### YOUR OBJECTIVE
Render every line of the records below as a Markdown table with two columns, "Row" for the row number and "Line" for the line itself, omitting blank lines. Leave the pictures out of the table.

### EXERCISE INPUT
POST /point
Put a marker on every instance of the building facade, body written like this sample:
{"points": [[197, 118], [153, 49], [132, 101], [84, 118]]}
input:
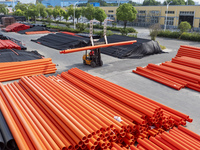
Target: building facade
{"points": [[148, 15]]}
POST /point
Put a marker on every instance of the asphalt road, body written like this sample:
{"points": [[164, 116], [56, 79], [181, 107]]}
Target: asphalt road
{"points": [[119, 71]]}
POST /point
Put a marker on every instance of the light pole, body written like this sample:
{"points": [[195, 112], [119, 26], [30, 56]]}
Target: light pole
{"points": [[166, 14], [74, 13]]}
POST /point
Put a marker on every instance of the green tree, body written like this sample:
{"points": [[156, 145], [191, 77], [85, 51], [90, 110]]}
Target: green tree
{"points": [[150, 3], [42, 10], [100, 15], [78, 13], [90, 12], [32, 11], [190, 2], [49, 11], [126, 12], [175, 2], [22, 7], [184, 26], [18, 12], [56, 12], [70, 12], [83, 11], [3, 9], [62, 13]]}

### REPLY TO THE EXERCISE
| Row | Line |
|---|---|
| 1 | POST /point |
| 2 | Put a marker on every instance of the building facade, body written like this sample: |
| 3 | {"points": [[197, 118], [153, 49], [132, 101], [84, 118]]} |
| 4 | input: |
| 5 | Target: building facade |
| 6 | {"points": [[148, 15]]} |
| 7 | POST /point |
| 8 | Put a marker on every instance of the asphalt road, body written like this sample: |
| 9 | {"points": [[164, 116], [56, 79], [181, 107]]} |
| 10 | Target: asphalt road |
| 11 | {"points": [[119, 71]]} |
| 12 | POST /point |
| 13 | Put a marker on every instance of the light pole, body written like this sample: |
| 14 | {"points": [[195, 112], [119, 26], [30, 56]]} |
| 15 | Target: light pole |
| 16 | {"points": [[166, 14], [74, 13]]} |
| 17 | POST /point |
| 18 | Put a marker on every instance of the green tree, body written like this sample: |
| 19 | {"points": [[156, 145], [191, 77], [85, 51], [90, 110]]} |
| 20 | Target: green tree |
| 21 | {"points": [[150, 3], [42, 10], [100, 15], [78, 13], [90, 12], [32, 11], [190, 2], [49, 11], [126, 12], [175, 2], [22, 7], [184, 26], [18, 12], [56, 12], [70, 12], [83, 11], [3, 9], [62, 13]]} |